= TEXTO DE LECTURA =

########

El libro parte de una tesis conocida y muy extendida, la de que alguna relación debe haber entre escritura y alcoholismo cuando hay tantos (pero tantos) escritores a lo largo de la historia que se han pasado bebiendo, muchos hasta el punto de que la botella fuera el eje central de sus vidas, mucho más que la máquina de escribir o las páginas escritas. ¿Por qué es eso? Hemingway, uno de los más célebres y más alcohólicos entre esta subespecie de escritores, decía, como nos cuenta Olivia Laing, que la vida moderna (y la vida contemporánea es más moderna que aquella de la que hablaba Hemingway, necesariamente) es en ocasiones una opresión mecánica, y el alcohol supone el único alivio mecánico capaz de hacerla más llevable. Hay algo de eso. Hay algo también de personalidades ultrasensibles, dispuestas a vivir en carne propia el infierno, o atormentadas por otros demonios y que buscan en el alcohol un relajante, una pequeña escapada, y encuentran una receta que funciona con facilidad y que lo único que pide a cambio es una dosis cada vez mayor.

########

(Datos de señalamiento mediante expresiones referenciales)

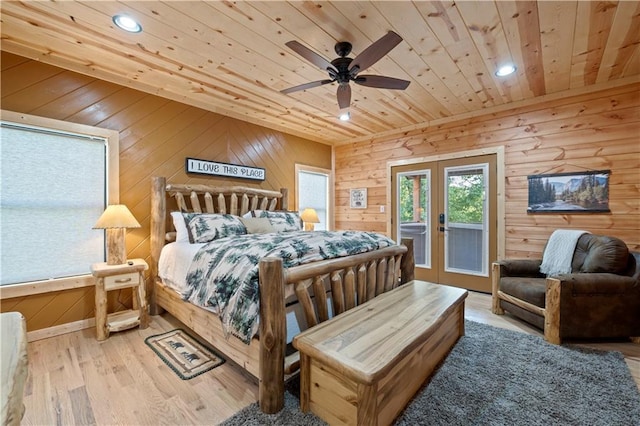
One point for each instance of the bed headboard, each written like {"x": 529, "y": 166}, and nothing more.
{"x": 236, "y": 200}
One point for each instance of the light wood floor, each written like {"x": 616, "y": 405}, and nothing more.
{"x": 76, "y": 380}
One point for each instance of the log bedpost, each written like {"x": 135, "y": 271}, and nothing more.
{"x": 408, "y": 265}
{"x": 157, "y": 237}
{"x": 273, "y": 335}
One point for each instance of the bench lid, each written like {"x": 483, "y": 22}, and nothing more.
{"x": 365, "y": 342}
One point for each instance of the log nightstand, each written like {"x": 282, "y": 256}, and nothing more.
{"x": 116, "y": 277}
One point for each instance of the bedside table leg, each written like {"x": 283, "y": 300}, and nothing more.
{"x": 142, "y": 303}
{"x": 101, "y": 311}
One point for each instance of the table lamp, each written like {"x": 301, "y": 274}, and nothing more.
{"x": 115, "y": 219}
{"x": 309, "y": 217}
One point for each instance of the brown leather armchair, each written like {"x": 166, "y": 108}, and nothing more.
{"x": 599, "y": 299}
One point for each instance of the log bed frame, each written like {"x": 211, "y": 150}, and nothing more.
{"x": 352, "y": 280}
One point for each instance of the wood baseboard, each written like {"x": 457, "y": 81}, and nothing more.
{"x": 45, "y": 333}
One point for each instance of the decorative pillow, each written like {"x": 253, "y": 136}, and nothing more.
{"x": 283, "y": 221}
{"x": 605, "y": 254}
{"x": 182, "y": 233}
{"x": 205, "y": 227}
{"x": 257, "y": 225}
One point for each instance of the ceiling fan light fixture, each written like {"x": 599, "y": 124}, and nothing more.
{"x": 506, "y": 70}
{"x": 127, "y": 23}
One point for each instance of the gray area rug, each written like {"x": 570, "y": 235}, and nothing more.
{"x": 500, "y": 377}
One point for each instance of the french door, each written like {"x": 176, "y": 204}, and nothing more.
{"x": 448, "y": 207}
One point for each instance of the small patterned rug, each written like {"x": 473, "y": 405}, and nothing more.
{"x": 186, "y": 356}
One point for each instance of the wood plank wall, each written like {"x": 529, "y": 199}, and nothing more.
{"x": 156, "y": 135}
{"x": 595, "y": 131}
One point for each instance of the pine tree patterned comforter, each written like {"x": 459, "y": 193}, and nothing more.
{"x": 224, "y": 274}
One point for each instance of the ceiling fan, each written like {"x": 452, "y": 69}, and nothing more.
{"x": 344, "y": 70}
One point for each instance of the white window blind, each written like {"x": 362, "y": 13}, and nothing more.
{"x": 52, "y": 191}
{"x": 313, "y": 192}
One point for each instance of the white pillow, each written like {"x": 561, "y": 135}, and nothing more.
{"x": 205, "y": 227}
{"x": 182, "y": 234}
{"x": 257, "y": 225}
{"x": 252, "y": 213}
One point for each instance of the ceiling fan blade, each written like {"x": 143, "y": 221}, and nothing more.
{"x": 344, "y": 96}
{"x": 310, "y": 55}
{"x": 374, "y": 53}
{"x": 381, "y": 82}
{"x": 306, "y": 86}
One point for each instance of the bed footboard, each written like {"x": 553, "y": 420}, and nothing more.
{"x": 353, "y": 280}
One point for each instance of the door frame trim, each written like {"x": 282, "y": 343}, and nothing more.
{"x": 500, "y": 185}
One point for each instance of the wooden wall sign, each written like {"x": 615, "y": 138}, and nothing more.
{"x": 358, "y": 198}
{"x": 205, "y": 167}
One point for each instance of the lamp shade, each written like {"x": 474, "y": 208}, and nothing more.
{"x": 116, "y": 216}
{"x": 309, "y": 216}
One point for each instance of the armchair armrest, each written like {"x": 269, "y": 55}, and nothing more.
{"x": 599, "y": 283}
{"x": 520, "y": 268}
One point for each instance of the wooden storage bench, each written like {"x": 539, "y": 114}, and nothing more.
{"x": 363, "y": 366}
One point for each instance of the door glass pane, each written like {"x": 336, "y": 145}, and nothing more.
{"x": 466, "y": 212}
{"x": 414, "y": 212}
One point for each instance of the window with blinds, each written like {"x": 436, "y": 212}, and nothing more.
{"x": 53, "y": 188}
{"x": 313, "y": 192}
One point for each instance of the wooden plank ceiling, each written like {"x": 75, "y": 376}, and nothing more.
{"x": 230, "y": 57}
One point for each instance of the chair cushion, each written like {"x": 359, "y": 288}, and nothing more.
{"x": 599, "y": 253}
{"x": 530, "y": 290}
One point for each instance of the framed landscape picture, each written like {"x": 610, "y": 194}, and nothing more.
{"x": 575, "y": 192}
{"x": 358, "y": 198}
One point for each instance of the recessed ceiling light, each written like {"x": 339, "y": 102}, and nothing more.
{"x": 506, "y": 70}
{"x": 127, "y": 23}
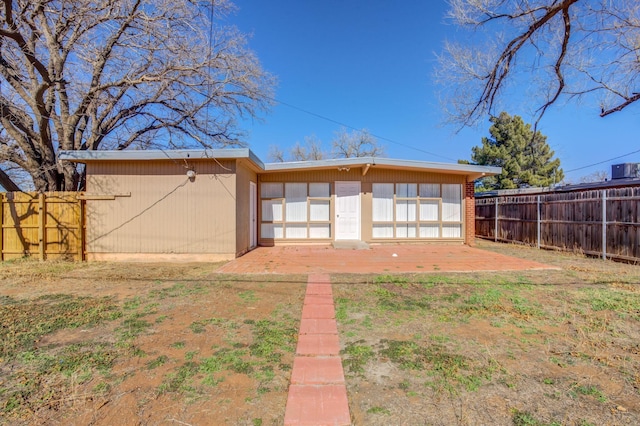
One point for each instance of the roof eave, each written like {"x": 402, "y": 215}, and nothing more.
{"x": 159, "y": 155}
{"x": 473, "y": 172}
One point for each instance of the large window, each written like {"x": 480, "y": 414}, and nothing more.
{"x": 295, "y": 210}
{"x": 411, "y": 210}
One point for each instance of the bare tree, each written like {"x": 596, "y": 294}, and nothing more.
{"x": 310, "y": 150}
{"x": 563, "y": 48}
{"x": 355, "y": 144}
{"x": 86, "y": 75}
{"x": 275, "y": 154}
{"x": 597, "y": 176}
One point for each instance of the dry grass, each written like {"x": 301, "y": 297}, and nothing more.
{"x": 533, "y": 348}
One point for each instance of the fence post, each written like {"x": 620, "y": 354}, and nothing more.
{"x": 538, "y": 222}
{"x": 80, "y": 230}
{"x": 604, "y": 224}
{"x": 41, "y": 226}
{"x": 1, "y": 228}
{"x": 495, "y": 231}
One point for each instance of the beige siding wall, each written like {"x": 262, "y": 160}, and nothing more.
{"x": 165, "y": 213}
{"x": 374, "y": 175}
{"x": 244, "y": 176}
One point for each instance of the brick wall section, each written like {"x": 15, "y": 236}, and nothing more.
{"x": 470, "y": 213}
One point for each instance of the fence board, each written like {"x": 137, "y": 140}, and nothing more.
{"x": 48, "y": 225}
{"x": 568, "y": 221}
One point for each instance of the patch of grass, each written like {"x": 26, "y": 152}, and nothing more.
{"x": 524, "y": 418}
{"x": 391, "y": 279}
{"x": 179, "y": 290}
{"x": 199, "y": 327}
{"x": 488, "y": 300}
{"x": 180, "y": 380}
{"x": 589, "y": 390}
{"x": 611, "y": 299}
{"x": 448, "y": 368}
{"x": 378, "y": 410}
{"x": 271, "y": 339}
{"x": 248, "y": 296}
{"x": 341, "y": 308}
{"x": 24, "y": 322}
{"x": 132, "y": 327}
{"x": 391, "y": 301}
{"x": 161, "y": 360}
{"x": 357, "y": 356}
{"x": 45, "y": 378}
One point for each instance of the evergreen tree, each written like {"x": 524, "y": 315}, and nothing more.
{"x": 526, "y": 159}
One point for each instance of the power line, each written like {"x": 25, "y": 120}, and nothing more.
{"x": 602, "y": 162}
{"x": 331, "y": 120}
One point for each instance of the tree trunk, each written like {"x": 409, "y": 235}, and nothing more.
{"x": 7, "y": 183}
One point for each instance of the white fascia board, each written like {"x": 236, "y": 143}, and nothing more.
{"x": 153, "y": 154}
{"x": 466, "y": 169}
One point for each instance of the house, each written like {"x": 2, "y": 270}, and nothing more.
{"x": 209, "y": 205}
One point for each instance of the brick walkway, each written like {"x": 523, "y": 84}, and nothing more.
{"x": 317, "y": 393}
{"x": 377, "y": 259}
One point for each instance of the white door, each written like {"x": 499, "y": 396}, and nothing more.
{"x": 253, "y": 214}
{"x": 347, "y": 210}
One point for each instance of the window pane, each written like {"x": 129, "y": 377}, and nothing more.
{"x": 271, "y": 190}
{"x": 382, "y": 231}
{"x": 319, "y": 210}
{"x": 451, "y": 203}
{"x": 405, "y": 210}
{"x": 271, "y": 230}
{"x": 406, "y": 190}
{"x": 320, "y": 230}
{"x": 319, "y": 190}
{"x": 383, "y": 202}
{"x": 271, "y": 210}
{"x": 429, "y": 209}
{"x": 296, "y": 202}
{"x": 405, "y": 230}
{"x": 451, "y": 231}
{"x": 430, "y": 231}
{"x": 297, "y": 231}
{"x": 430, "y": 190}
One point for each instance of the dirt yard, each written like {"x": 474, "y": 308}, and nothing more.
{"x": 529, "y": 348}
{"x": 138, "y": 344}
{"x": 131, "y": 344}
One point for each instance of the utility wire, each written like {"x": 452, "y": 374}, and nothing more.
{"x": 602, "y": 162}
{"x": 331, "y": 120}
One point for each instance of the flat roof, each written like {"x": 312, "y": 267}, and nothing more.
{"x": 159, "y": 154}
{"x": 470, "y": 170}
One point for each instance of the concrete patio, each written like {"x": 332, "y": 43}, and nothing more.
{"x": 401, "y": 258}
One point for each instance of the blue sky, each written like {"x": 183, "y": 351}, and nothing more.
{"x": 370, "y": 64}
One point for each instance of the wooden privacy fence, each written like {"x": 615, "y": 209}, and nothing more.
{"x": 48, "y": 225}
{"x": 603, "y": 222}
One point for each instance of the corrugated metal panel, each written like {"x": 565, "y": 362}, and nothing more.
{"x": 166, "y": 211}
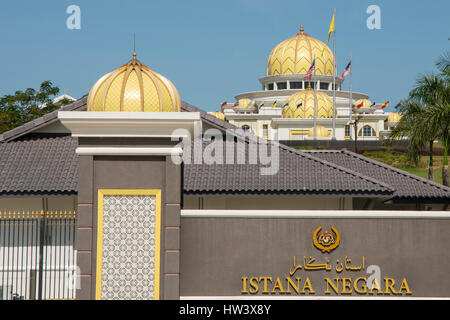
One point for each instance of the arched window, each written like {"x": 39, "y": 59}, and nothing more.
{"x": 367, "y": 131}
{"x": 347, "y": 131}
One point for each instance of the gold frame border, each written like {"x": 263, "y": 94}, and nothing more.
{"x": 133, "y": 192}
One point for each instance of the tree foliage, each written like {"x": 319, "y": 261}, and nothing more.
{"x": 426, "y": 114}
{"x": 28, "y": 105}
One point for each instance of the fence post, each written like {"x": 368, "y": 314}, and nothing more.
{"x": 42, "y": 227}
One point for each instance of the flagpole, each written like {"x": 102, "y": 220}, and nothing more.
{"x": 315, "y": 104}
{"x": 334, "y": 77}
{"x": 350, "y": 101}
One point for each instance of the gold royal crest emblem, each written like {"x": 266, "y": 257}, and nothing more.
{"x": 326, "y": 241}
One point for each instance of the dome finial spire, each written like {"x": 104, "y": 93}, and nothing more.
{"x": 134, "y": 46}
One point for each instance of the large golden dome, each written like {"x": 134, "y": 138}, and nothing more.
{"x": 321, "y": 132}
{"x": 366, "y": 103}
{"x": 394, "y": 117}
{"x": 134, "y": 87}
{"x": 306, "y": 109}
{"x": 295, "y": 56}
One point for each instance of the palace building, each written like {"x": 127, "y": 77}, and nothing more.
{"x": 132, "y": 193}
{"x": 266, "y": 115}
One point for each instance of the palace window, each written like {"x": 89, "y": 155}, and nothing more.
{"x": 265, "y": 131}
{"x": 309, "y": 85}
{"x": 281, "y": 85}
{"x": 324, "y": 86}
{"x": 296, "y": 85}
{"x": 367, "y": 131}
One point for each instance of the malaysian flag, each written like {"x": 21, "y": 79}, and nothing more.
{"x": 308, "y": 75}
{"x": 346, "y": 71}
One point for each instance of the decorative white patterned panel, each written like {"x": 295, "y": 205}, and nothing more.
{"x": 129, "y": 247}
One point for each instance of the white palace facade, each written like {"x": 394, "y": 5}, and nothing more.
{"x": 287, "y": 65}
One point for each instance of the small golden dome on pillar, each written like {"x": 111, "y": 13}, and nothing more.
{"x": 134, "y": 87}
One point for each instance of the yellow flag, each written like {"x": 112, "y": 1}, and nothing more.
{"x": 329, "y": 33}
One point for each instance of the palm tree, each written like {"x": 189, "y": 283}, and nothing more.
{"x": 441, "y": 111}
{"x": 416, "y": 130}
{"x": 426, "y": 116}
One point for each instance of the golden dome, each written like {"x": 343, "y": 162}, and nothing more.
{"x": 306, "y": 109}
{"x": 134, "y": 87}
{"x": 321, "y": 131}
{"x": 245, "y": 103}
{"x": 218, "y": 115}
{"x": 394, "y": 117}
{"x": 366, "y": 103}
{"x": 295, "y": 56}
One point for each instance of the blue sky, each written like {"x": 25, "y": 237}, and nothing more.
{"x": 212, "y": 50}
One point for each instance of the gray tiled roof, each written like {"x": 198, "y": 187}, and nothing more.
{"x": 42, "y": 121}
{"x": 298, "y": 174}
{"x": 48, "y": 165}
{"x": 406, "y": 185}
{"x": 39, "y": 166}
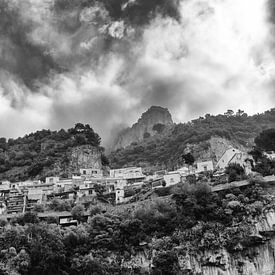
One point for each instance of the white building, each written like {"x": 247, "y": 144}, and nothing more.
{"x": 52, "y": 180}
{"x": 270, "y": 155}
{"x": 133, "y": 175}
{"x": 205, "y": 166}
{"x": 96, "y": 173}
{"x": 233, "y": 155}
{"x": 172, "y": 178}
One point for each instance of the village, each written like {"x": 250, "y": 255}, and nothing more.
{"x": 118, "y": 186}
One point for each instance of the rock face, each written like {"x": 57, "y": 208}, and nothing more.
{"x": 144, "y": 127}
{"x": 212, "y": 148}
{"x": 85, "y": 156}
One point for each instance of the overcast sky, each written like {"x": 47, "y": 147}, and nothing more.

########

Continúa el texto sobre escritores y alcoholismo a partir de su última oración. Las líneas son material independiente del texto de lectura.

El libro oscila entre el ensayo, la reflexión, la crónica personal y algunas memorias compartidas. Comienza en la famosa Escuela de Escritura Creativa de Iowa, en la década de los setenta, cuando John Cheever, a sus sesenta años, compartió curso con Raymond Carver, un poco conocido autor treintañero. Ambos se dedicaron mucho más a beber que a escribir, cumplieron con sus clases y las obligaciones con los alumnos pero hicieron poco más. Pocos años después Cheever se rehabilitaría completamente y cambiaría el whisky por el té. Carver tardaría un poco más, pero también acabó dejando la bebida. Otros de los autores a los que se retrata en el libro no lo consiguieron, murieron alcoholizados (Fitzgerald) o acabaron suicidándose (Berryman y muy probablemente Hemingway y Williams).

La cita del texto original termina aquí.